- **Task directions**
Transcribe the lines starting at the one that contains "Name the bounding box of the yellow flower" and ending at the final line of the records, reproducing each line without any change.

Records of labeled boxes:

↓↓↓

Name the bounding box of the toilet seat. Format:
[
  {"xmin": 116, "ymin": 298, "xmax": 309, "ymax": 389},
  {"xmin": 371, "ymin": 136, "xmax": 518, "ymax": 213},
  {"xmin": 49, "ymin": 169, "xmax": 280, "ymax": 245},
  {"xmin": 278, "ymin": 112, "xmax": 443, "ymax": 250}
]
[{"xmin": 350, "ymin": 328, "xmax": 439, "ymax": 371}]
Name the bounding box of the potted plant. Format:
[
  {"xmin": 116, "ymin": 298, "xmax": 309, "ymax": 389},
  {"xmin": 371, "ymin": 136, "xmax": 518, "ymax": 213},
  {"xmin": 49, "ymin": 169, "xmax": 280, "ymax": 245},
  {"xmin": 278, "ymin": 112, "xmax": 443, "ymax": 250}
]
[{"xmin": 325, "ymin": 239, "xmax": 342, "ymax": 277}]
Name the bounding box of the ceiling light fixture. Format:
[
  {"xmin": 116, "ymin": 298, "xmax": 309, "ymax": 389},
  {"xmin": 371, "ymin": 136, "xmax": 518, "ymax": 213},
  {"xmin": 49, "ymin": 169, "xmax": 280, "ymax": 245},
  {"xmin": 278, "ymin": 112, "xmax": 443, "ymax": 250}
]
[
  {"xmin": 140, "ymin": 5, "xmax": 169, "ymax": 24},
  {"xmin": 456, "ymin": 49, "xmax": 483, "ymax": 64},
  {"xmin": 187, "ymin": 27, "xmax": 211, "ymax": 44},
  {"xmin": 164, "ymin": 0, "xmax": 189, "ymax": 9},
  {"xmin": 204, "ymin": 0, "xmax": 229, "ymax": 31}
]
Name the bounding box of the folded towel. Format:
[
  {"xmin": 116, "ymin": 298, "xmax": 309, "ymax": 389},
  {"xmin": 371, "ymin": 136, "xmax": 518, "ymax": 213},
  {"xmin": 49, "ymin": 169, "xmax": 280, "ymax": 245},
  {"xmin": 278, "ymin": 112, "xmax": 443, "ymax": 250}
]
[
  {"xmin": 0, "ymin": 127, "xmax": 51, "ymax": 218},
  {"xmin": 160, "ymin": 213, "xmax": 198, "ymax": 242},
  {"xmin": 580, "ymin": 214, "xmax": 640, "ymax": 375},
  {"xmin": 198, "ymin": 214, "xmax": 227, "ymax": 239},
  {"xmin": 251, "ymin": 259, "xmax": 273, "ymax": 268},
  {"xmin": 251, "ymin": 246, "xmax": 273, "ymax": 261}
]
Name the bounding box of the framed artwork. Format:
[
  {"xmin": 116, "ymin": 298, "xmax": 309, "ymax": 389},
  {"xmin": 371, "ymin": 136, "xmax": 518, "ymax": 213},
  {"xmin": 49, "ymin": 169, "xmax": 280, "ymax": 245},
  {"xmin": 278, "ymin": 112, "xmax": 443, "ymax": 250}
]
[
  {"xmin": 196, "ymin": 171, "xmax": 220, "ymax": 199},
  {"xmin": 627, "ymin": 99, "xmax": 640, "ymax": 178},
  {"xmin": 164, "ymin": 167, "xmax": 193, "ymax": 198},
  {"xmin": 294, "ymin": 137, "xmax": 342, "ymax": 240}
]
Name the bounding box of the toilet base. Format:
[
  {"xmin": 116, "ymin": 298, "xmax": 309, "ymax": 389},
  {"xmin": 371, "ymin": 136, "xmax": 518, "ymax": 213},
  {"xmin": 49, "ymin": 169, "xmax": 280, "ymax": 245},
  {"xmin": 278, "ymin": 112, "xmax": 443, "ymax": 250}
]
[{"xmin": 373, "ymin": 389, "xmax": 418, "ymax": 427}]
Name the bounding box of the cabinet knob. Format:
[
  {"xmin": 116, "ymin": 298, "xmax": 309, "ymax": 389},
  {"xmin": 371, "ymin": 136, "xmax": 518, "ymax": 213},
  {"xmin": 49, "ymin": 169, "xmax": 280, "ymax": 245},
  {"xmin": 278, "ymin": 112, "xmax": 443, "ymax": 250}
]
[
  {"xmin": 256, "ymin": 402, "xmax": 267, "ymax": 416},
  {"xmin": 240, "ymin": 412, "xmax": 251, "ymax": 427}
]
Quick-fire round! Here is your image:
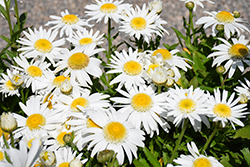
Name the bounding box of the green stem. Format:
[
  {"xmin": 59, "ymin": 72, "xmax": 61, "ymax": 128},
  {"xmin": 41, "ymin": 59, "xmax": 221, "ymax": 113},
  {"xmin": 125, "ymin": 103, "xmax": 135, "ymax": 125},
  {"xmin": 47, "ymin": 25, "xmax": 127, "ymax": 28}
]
[
  {"xmin": 203, "ymin": 122, "xmax": 220, "ymax": 151},
  {"xmin": 169, "ymin": 118, "xmax": 188, "ymax": 163}
]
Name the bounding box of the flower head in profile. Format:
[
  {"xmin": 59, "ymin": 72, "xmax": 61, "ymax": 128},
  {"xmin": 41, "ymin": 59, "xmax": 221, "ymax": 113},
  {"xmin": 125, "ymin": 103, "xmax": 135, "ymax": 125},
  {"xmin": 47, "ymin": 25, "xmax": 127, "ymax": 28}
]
[
  {"xmin": 85, "ymin": 0, "xmax": 132, "ymax": 24},
  {"xmin": 45, "ymin": 9, "xmax": 91, "ymax": 37},
  {"xmin": 208, "ymin": 35, "xmax": 250, "ymax": 78},
  {"xmin": 195, "ymin": 11, "xmax": 250, "ymax": 38},
  {"xmin": 174, "ymin": 142, "xmax": 223, "ymax": 167}
]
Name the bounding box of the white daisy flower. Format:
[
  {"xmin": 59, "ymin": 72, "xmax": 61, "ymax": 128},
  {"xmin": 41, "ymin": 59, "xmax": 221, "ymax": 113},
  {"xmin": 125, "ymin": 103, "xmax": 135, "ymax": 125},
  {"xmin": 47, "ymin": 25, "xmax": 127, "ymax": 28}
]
[
  {"xmin": 180, "ymin": 0, "xmax": 214, "ymax": 11},
  {"xmin": 165, "ymin": 86, "xmax": 210, "ymax": 131},
  {"xmin": 0, "ymin": 69, "xmax": 21, "ymax": 97},
  {"xmin": 85, "ymin": 0, "xmax": 132, "ymax": 24},
  {"xmin": 208, "ymin": 35, "xmax": 250, "ymax": 78},
  {"xmin": 13, "ymin": 56, "xmax": 50, "ymax": 92},
  {"xmin": 45, "ymin": 9, "xmax": 91, "ymax": 37},
  {"xmin": 195, "ymin": 11, "xmax": 250, "ymax": 38},
  {"xmin": 107, "ymin": 48, "xmax": 145, "ymax": 90},
  {"xmin": 55, "ymin": 44, "xmax": 104, "ymax": 87},
  {"xmin": 67, "ymin": 28, "xmax": 104, "ymax": 47},
  {"xmin": 208, "ymin": 88, "xmax": 248, "ymax": 129},
  {"xmin": 14, "ymin": 96, "xmax": 66, "ymax": 134},
  {"xmin": 110, "ymin": 86, "xmax": 169, "ymax": 136},
  {"xmin": 174, "ymin": 142, "xmax": 223, "ymax": 167},
  {"xmin": 82, "ymin": 108, "xmax": 145, "ymax": 165},
  {"xmin": 119, "ymin": 4, "xmax": 162, "ymax": 43},
  {"xmin": 17, "ymin": 27, "xmax": 65, "ymax": 65}
]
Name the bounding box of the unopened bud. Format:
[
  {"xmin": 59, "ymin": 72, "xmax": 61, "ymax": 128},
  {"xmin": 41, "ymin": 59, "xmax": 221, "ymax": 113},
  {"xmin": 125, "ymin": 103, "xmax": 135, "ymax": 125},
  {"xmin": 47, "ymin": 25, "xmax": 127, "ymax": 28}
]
[{"xmin": 97, "ymin": 150, "xmax": 115, "ymax": 163}]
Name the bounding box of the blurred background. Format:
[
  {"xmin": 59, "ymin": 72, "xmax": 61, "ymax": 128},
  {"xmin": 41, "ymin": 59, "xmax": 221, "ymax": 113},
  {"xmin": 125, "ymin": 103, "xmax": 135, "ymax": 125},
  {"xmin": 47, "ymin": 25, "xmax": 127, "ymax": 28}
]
[{"xmin": 0, "ymin": 0, "xmax": 250, "ymax": 49}]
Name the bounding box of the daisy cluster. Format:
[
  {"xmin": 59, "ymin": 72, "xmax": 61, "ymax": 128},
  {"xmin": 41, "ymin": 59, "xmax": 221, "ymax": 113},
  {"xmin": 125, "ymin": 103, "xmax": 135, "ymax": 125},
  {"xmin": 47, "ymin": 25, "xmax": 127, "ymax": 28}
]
[{"xmin": 0, "ymin": 0, "xmax": 250, "ymax": 167}]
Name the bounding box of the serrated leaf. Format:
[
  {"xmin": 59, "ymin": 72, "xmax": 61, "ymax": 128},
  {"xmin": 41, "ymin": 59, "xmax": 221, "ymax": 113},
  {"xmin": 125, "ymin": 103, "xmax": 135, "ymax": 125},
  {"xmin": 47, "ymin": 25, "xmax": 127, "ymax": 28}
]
[
  {"xmin": 143, "ymin": 147, "xmax": 161, "ymax": 167},
  {"xmin": 234, "ymin": 125, "xmax": 250, "ymax": 140}
]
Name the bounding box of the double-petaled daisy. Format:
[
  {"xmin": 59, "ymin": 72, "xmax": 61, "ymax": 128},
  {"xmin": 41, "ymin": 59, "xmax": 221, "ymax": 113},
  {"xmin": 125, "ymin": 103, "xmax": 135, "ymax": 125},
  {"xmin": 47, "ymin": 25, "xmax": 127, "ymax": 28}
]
[
  {"xmin": 13, "ymin": 56, "xmax": 50, "ymax": 92},
  {"xmin": 67, "ymin": 28, "xmax": 104, "ymax": 47},
  {"xmin": 110, "ymin": 85, "xmax": 168, "ymax": 135},
  {"xmin": 180, "ymin": 0, "xmax": 214, "ymax": 11},
  {"xmin": 165, "ymin": 86, "xmax": 209, "ymax": 131},
  {"xmin": 107, "ymin": 48, "xmax": 145, "ymax": 90},
  {"xmin": 55, "ymin": 44, "xmax": 104, "ymax": 87},
  {"xmin": 208, "ymin": 35, "xmax": 250, "ymax": 78},
  {"xmin": 119, "ymin": 4, "xmax": 162, "ymax": 43},
  {"xmin": 17, "ymin": 27, "xmax": 65, "ymax": 65},
  {"xmin": 45, "ymin": 9, "xmax": 91, "ymax": 37},
  {"xmin": 85, "ymin": 0, "xmax": 132, "ymax": 24},
  {"xmin": 82, "ymin": 108, "xmax": 145, "ymax": 165},
  {"xmin": 195, "ymin": 11, "xmax": 250, "ymax": 38},
  {"xmin": 174, "ymin": 142, "xmax": 223, "ymax": 167},
  {"xmin": 208, "ymin": 89, "xmax": 247, "ymax": 129}
]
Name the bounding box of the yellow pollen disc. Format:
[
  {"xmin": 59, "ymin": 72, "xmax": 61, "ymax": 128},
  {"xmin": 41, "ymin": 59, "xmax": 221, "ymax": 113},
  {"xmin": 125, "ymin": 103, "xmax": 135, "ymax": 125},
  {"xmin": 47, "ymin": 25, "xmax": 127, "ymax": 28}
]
[
  {"xmin": 215, "ymin": 11, "xmax": 234, "ymax": 23},
  {"xmin": 213, "ymin": 103, "xmax": 232, "ymax": 118},
  {"xmin": 103, "ymin": 122, "xmax": 127, "ymax": 143},
  {"xmin": 193, "ymin": 158, "xmax": 212, "ymax": 167},
  {"xmin": 26, "ymin": 114, "xmax": 46, "ymax": 130},
  {"xmin": 147, "ymin": 64, "xmax": 160, "ymax": 74},
  {"xmin": 70, "ymin": 97, "xmax": 89, "ymax": 112},
  {"xmin": 152, "ymin": 49, "xmax": 172, "ymax": 60},
  {"xmin": 58, "ymin": 162, "xmax": 69, "ymax": 167},
  {"xmin": 100, "ymin": 3, "xmax": 117, "ymax": 14},
  {"xmin": 62, "ymin": 14, "xmax": 79, "ymax": 25},
  {"xmin": 86, "ymin": 118, "xmax": 101, "ymax": 128},
  {"xmin": 79, "ymin": 38, "xmax": 93, "ymax": 45},
  {"xmin": 0, "ymin": 151, "xmax": 4, "ymax": 161},
  {"xmin": 26, "ymin": 66, "xmax": 43, "ymax": 77},
  {"xmin": 56, "ymin": 132, "xmax": 71, "ymax": 146},
  {"xmin": 68, "ymin": 52, "xmax": 89, "ymax": 70},
  {"xmin": 5, "ymin": 80, "xmax": 18, "ymax": 90},
  {"xmin": 130, "ymin": 17, "xmax": 147, "ymax": 30},
  {"xmin": 228, "ymin": 43, "xmax": 249, "ymax": 59},
  {"xmin": 123, "ymin": 60, "xmax": 142, "ymax": 76},
  {"xmin": 131, "ymin": 93, "xmax": 153, "ymax": 112},
  {"xmin": 178, "ymin": 98, "xmax": 196, "ymax": 114}
]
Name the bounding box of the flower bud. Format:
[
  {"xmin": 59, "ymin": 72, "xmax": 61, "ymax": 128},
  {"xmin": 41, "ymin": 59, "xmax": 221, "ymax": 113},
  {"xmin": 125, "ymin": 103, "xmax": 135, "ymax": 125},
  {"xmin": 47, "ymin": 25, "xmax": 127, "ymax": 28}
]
[
  {"xmin": 69, "ymin": 158, "xmax": 83, "ymax": 167},
  {"xmin": 233, "ymin": 10, "xmax": 240, "ymax": 18},
  {"xmin": 39, "ymin": 150, "xmax": 56, "ymax": 166},
  {"xmin": 1, "ymin": 112, "xmax": 17, "ymax": 133},
  {"xmin": 97, "ymin": 150, "xmax": 115, "ymax": 163}
]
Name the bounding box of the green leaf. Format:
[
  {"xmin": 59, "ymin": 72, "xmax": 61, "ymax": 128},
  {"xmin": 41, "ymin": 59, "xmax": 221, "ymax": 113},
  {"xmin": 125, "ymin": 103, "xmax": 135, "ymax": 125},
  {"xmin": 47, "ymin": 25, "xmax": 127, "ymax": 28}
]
[
  {"xmin": 240, "ymin": 148, "xmax": 250, "ymax": 166},
  {"xmin": 143, "ymin": 147, "xmax": 161, "ymax": 167},
  {"xmin": 234, "ymin": 125, "xmax": 250, "ymax": 140}
]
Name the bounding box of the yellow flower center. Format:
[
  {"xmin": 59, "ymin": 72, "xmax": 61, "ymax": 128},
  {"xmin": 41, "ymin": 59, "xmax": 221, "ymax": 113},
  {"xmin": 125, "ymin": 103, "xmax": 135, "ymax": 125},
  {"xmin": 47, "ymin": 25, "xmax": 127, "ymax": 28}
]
[
  {"xmin": 152, "ymin": 49, "xmax": 172, "ymax": 60},
  {"xmin": 5, "ymin": 80, "xmax": 18, "ymax": 90},
  {"xmin": 123, "ymin": 60, "xmax": 142, "ymax": 76},
  {"xmin": 26, "ymin": 66, "xmax": 43, "ymax": 77},
  {"xmin": 131, "ymin": 93, "xmax": 153, "ymax": 112},
  {"xmin": 228, "ymin": 43, "xmax": 249, "ymax": 59},
  {"xmin": 130, "ymin": 17, "xmax": 147, "ymax": 30},
  {"xmin": 86, "ymin": 118, "xmax": 101, "ymax": 128},
  {"xmin": 34, "ymin": 39, "xmax": 52, "ymax": 53},
  {"xmin": 26, "ymin": 114, "xmax": 46, "ymax": 130},
  {"xmin": 70, "ymin": 97, "xmax": 89, "ymax": 112},
  {"xmin": 213, "ymin": 103, "xmax": 232, "ymax": 118},
  {"xmin": 178, "ymin": 98, "xmax": 196, "ymax": 114},
  {"xmin": 103, "ymin": 122, "xmax": 127, "ymax": 143},
  {"xmin": 58, "ymin": 162, "xmax": 69, "ymax": 167},
  {"xmin": 79, "ymin": 38, "xmax": 93, "ymax": 45},
  {"xmin": 62, "ymin": 14, "xmax": 79, "ymax": 25},
  {"xmin": 100, "ymin": 3, "xmax": 117, "ymax": 14},
  {"xmin": 0, "ymin": 151, "xmax": 4, "ymax": 161},
  {"xmin": 215, "ymin": 11, "xmax": 234, "ymax": 23},
  {"xmin": 68, "ymin": 52, "xmax": 89, "ymax": 70},
  {"xmin": 193, "ymin": 158, "xmax": 212, "ymax": 167}
]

↑↑↑

- **Complete output**
Name the bounding box of the yellow flower center. Format:
[
  {"xmin": 59, "ymin": 72, "xmax": 61, "ymax": 128},
  {"xmin": 41, "ymin": 59, "xmax": 221, "ymax": 113},
  {"xmin": 125, "ymin": 103, "xmax": 135, "ymax": 125},
  {"xmin": 47, "ymin": 25, "xmax": 127, "ymax": 28}
]
[
  {"xmin": 152, "ymin": 49, "xmax": 172, "ymax": 60},
  {"xmin": 5, "ymin": 80, "xmax": 18, "ymax": 90},
  {"xmin": 123, "ymin": 60, "xmax": 142, "ymax": 76},
  {"xmin": 26, "ymin": 66, "xmax": 43, "ymax": 77},
  {"xmin": 131, "ymin": 93, "xmax": 153, "ymax": 112},
  {"xmin": 228, "ymin": 43, "xmax": 249, "ymax": 59},
  {"xmin": 130, "ymin": 17, "xmax": 147, "ymax": 30},
  {"xmin": 86, "ymin": 118, "xmax": 101, "ymax": 128},
  {"xmin": 34, "ymin": 39, "xmax": 52, "ymax": 53},
  {"xmin": 26, "ymin": 114, "xmax": 46, "ymax": 130},
  {"xmin": 70, "ymin": 97, "xmax": 89, "ymax": 112},
  {"xmin": 213, "ymin": 103, "xmax": 232, "ymax": 118},
  {"xmin": 178, "ymin": 98, "xmax": 196, "ymax": 114},
  {"xmin": 103, "ymin": 122, "xmax": 127, "ymax": 143},
  {"xmin": 58, "ymin": 162, "xmax": 69, "ymax": 167},
  {"xmin": 79, "ymin": 38, "xmax": 93, "ymax": 45},
  {"xmin": 62, "ymin": 14, "xmax": 79, "ymax": 25},
  {"xmin": 100, "ymin": 3, "xmax": 117, "ymax": 14},
  {"xmin": 0, "ymin": 151, "xmax": 4, "ymax": 161},
  {"xmin": 215, "ymin": 11, "xmax": 234, "ymax": 23},
  {"xmin": 68, "ymin": 52, "xmax": 89, "ymax": 70},
  {"xmin": 193, "ymin": 158, "xmax": 212, "ymax": 167}
]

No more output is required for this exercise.